» **Task brief**
Copy each line below exactly and leave the pictures out.

(Entries taken from a collection)
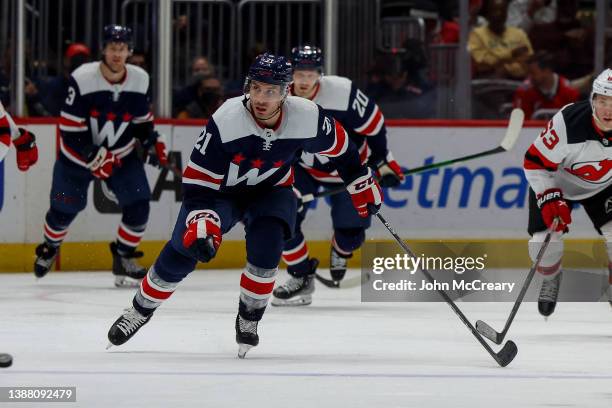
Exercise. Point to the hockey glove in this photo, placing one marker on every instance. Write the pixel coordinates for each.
(365, 192)
(102, 163)
(202, 237)
(388, 172)
(552, 205)
(27, 151)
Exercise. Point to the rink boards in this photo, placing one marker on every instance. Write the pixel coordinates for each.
(480, 200)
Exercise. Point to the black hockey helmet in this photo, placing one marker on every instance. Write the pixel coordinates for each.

» **Written reply**
Exercise. Point to the hockey glove in this photo, placing one marker on every instance. Write the pixel coordinates for each.
(365, 192)
(102, 163)
(202, 237)
(388, 172)
(552, 205)
(27, 151)
Exercise. Point to the rink boards in this photo, placing one marker on every instance. Write the pixel coordinates for each.
(480, 200)
Exercise. Point to the black hockey helmet in this photo, placing one marker on every instance. Write the pixel coordinates for each.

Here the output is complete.